━━━ SOURCE DOCUMENT ━━━

For example in the traditional locale 这 has 8 strokes, but in simplified Chinese it has only 7, as the radical ⻌ has different stroke counts, depending on the locale.

Z-variants

One feature of Chinese characters is the glyph form describing the visual representation. This feature doesn't need to be unique and so many characters can be found in different writing variants e.g. character 福 (English: luck) which has numerous forms.

The Unicode Consortium does not include same characters of different actual shape in the Unicode standard (called Z-variants), except a few "double" entries which are included as to maintain backward compatibility. In fact a code point represents an abstract character not defining any visual representation. Thus a distinct appearance description including strokes and stroke order cannot be simply assigned to a code point but one needs to deal with the notion of Z-variants representing distinct glyphs to which a visual description can be applied.

The name Z-variant is derived from the three-dimensional model representing the space of characters relative to three axis, being the X axis representing the semantic space, the Y axis representing the abstract shape space and finally the Z axis for typeface differences (see "Principles of Han Unification" in: The Unicode Standard 5.0, chapter 12). Character presentations only differing in the Z dimension are generally unified.

cjklib tries to offer a simple approach to handle different Z-variants. As character components, strokes and the stroke order depend on this variant, methods dealing with this kind will ask for a Z-variant value to be specified. In these cases the output of the method depends on the specified variant.

Z-variants and character locales

Deviant stroke count, stroke order or decomposition into character components for different character locales is implemented using different Z-variants. For the example given above the entry 这 with 8 strokes is given as one Z-variant and the form with 7 strokes is given as another Z-variant.

In most cases one might only be interested in a single visual appearance, the "standard" one. This visual appearance would be the one generally used in the specific locale.

Instead of specifying a certain Z-variant most functions will allow for passing of a character locale. Giving the locale will apply the default Z-variant given by the mapping defined in the database which can be obtained by calling getLocaleDefaultZVariant().

More complex relations as which of several Z-variants for a given character are used in a given locale are not covered.

Kangxi radical functions

Using the Unihan database queries about the Kangxi radical of characters can be made. It is possible to get a Kangxi radical for a character or lookup all characters for a given radical.

━━━ DATASET RECORDS ━━━

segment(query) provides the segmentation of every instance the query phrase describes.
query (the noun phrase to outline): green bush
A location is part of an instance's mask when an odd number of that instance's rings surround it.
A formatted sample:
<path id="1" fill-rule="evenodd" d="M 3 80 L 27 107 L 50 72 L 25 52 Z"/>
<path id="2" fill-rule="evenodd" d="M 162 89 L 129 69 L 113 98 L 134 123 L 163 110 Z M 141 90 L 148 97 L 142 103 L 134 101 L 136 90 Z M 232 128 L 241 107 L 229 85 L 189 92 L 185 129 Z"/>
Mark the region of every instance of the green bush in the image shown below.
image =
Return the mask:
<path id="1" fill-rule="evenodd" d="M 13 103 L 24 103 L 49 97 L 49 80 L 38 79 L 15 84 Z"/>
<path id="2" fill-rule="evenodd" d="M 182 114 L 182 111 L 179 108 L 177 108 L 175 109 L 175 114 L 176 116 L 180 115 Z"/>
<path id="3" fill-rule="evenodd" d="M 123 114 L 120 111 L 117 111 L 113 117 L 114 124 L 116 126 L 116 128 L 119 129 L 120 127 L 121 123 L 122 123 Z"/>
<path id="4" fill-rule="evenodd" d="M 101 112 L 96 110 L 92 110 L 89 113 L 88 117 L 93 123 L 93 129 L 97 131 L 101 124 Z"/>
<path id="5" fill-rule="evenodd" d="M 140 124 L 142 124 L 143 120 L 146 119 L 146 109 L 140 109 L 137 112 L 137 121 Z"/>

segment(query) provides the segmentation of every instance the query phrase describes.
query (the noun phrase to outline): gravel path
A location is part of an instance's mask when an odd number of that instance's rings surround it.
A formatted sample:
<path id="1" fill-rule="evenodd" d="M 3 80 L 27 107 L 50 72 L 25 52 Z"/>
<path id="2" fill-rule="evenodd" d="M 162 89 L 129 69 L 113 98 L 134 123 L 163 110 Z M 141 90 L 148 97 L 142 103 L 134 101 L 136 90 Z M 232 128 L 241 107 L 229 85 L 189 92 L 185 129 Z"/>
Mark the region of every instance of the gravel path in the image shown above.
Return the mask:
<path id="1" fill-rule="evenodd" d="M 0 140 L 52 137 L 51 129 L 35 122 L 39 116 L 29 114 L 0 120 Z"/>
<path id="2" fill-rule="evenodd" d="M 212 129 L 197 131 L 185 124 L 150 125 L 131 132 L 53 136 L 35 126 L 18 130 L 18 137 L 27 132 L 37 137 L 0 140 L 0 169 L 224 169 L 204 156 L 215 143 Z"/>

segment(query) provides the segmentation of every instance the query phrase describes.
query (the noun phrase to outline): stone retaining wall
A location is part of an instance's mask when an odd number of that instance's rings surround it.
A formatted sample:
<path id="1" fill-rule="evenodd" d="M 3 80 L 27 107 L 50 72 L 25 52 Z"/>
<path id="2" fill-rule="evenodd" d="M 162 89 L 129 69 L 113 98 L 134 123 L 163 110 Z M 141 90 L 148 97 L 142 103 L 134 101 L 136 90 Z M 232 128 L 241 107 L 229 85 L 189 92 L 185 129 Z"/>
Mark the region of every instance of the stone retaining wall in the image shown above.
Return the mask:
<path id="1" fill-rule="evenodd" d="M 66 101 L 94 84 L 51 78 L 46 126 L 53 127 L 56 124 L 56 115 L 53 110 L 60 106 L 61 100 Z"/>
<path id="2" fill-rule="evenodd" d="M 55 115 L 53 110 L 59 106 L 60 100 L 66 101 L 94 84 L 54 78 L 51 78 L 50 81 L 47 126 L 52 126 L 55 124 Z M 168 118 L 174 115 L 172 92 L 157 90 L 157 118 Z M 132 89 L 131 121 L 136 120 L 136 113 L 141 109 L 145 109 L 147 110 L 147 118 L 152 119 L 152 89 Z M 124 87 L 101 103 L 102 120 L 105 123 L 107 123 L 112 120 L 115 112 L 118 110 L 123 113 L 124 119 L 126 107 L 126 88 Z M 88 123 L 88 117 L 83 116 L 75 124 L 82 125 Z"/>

━━━

◆ WHAT TO DO
Please repeat the cjklib excerpt word for word from "Kangxi radical functions" to "a given radical.". The listing comes from a separate source, unrelated to the cjklib excerpt.

◆ REPLY TO THE EXERCISE
Kangxi radical functions

Using the Unihan database queries about the Kangxi radical of characters can be made. It is possible to get a Kangxi radical for a character or lookup all characters for a given radical.